CYTOWANY FRAGMENT —
- - - -
Będę robił wszystko, żeby koordynować proces budowania polskiej armii – zapowiedział w niedzielę kandydat na prezydenta Karol Nawrocki. W tym celu Nawrocki proponuje m.in. wzrost wydatków na obronność do 5 proc. PKB, zwiększenie liczby rezerwistów do miliona w 10 lat oraz liczebności armii do 300 tys.
– Będę robił wszystko, aby koordynować proces budowania polskiej armii. Musimy dążyć do tego, żeby polska armia miała co najmniej 300 tysięcy żołnierzy – mówił. W tym celu Nawrocki proponuje zwiększyć liczbę rezerwistów proponując im m.in. pobieranie uposażenia finansowego za gotowość.
– To sprawi, że w ciągu 10 lat – jestem o tym niemal przekonany, o tym mówili mi moi eksperci – będziemy mieć milion rezerwistów i będziemy na prostej drodze do tego, aby polska armia miała co najmniej 300 tysięcy żołnierzy – zapewnił kandydat.
- - - -
CEL 1 — Przepisz wiernie fragment tekstu o planach Karola Nawrockiego wobec armii. Zacznij od miejsca ze słowami „Będę robił wszystko, żeby”, a zakończ po słowach „do 300 tys.”.
CEL 2 — Do jakiego poziomu PKB Karol Nawrocki chce podnieść wydatki na obronność według tekstu o jego planach wobec armii?
CEL 3 — Dopisz dalszy ciąg tekstu o planach Karola Nawrockiego wobec armii, zaczynając po jego ostatnim zdaniu.
Rekordy nie są potrzebne do wykonania zadań.

DANE —
- - - -
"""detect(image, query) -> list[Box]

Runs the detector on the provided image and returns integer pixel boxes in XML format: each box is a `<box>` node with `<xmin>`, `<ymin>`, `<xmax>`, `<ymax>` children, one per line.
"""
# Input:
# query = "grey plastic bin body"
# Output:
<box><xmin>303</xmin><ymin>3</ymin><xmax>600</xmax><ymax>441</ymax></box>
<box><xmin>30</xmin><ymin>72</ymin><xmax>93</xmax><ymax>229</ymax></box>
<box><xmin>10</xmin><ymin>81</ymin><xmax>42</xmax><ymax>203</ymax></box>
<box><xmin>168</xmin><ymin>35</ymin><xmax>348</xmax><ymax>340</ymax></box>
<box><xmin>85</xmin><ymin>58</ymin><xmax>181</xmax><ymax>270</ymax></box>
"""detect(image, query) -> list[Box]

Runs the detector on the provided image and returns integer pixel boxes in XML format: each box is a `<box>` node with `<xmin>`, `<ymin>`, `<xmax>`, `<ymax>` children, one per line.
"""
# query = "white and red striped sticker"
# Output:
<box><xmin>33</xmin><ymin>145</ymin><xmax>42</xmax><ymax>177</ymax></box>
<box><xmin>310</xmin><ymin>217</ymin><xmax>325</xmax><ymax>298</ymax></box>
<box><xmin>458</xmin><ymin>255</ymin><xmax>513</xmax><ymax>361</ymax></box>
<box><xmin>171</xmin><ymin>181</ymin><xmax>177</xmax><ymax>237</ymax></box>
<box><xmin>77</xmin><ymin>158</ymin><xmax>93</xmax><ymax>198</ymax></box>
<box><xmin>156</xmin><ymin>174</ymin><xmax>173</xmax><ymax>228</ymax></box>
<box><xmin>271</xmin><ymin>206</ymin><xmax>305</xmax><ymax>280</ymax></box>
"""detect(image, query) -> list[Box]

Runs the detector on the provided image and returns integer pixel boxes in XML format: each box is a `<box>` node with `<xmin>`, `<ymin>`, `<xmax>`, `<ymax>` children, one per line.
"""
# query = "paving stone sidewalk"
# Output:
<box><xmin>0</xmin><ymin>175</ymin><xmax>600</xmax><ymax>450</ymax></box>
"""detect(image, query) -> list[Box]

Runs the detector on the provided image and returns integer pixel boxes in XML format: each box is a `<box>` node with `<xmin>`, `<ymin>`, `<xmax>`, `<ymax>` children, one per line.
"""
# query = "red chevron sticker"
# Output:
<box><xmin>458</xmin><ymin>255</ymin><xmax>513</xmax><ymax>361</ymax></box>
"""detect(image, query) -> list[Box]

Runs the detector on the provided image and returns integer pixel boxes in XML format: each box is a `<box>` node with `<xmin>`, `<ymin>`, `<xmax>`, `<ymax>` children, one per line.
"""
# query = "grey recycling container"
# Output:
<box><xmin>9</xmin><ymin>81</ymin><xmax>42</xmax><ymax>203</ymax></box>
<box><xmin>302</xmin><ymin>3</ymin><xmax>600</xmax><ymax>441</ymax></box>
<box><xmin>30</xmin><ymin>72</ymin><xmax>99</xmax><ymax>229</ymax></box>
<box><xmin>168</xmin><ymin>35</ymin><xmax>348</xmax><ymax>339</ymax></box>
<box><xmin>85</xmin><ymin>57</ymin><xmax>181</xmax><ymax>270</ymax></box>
- - - -
ODPOWIEDŹ PISEMNA 1 —
Będę robił wszystko, żeby koordynować proces budowania polskiej armii – zapowiedział w niedzielę kandydat na prezydenta Karol Nawrocki. W tym celu Nawrocki proponuje m.in. wzrost wydatków na obronność do 5 proc. PKB, zwiększenie liczby rezerwistów do miliona w 10 lat oraz liczebności armii do 300 tys.

ODPOWIEDŹ PISEMNA 2 — Do 5 proc. PKB.

ODPOWIEDŹ PISEMNA 3 —
Nawrocki zamierza zaproponować ponadto utworzenie statusu weterana służby granicznej, który wiązałby się z dodatkami socjalnymi dla żołnierzy służących na granicy.
– Nasza granica w ostatnich dwóch latach stała się niemal rejonem wojennym, miejscem wojny hybrydowej. Ci, którzy na polskiej granicy służą, muszą czuć wsparcie państwa polskiego – stwierdził Nawrocki.
Nawrocki zaznaczył, że najważniejszą prerogatywą polskiego prezydenta jest bezpieczeństwo, bowiem jest on zwierzchnikiem sił zbrojnych. Jak mówił, w ciągu ostatnich dwóch lat w kraju zderzyły się dwie koncepcje bezpieczeństwa. Pierwsza z nich „realizowana przez środowiska konserwatywne, to koncepcja odnosząca się przede wszystkim do obrony całej Rzeczpospolitej”.
– Tak, linia Wisły nie była linią obrony Rzeczpospolitej i to zasadnicza siła tej koncepcji, bo jest jedna Polska i całej Polski trzeba bronić – podkreślił kandydat. To w trakcie realizowania tej pierwszej koncepcji, mówił Nawrocki, zwiększono liczbę sprzętu wojskowego, a także zwiększono liczbę polskich żołnierzy.
Popierany przez PiS kandydat mówił również o Centralnym Biurze Antykorupcyjnym. Zapowiedział, że choć, jego zdaniem, CBA jest „wykorzystywane do działań politycznych”, nie zgodzi się na jego likwidację. „Taka instytucja w państwie polskim musi istnieć i jest potrzebna” – dodał.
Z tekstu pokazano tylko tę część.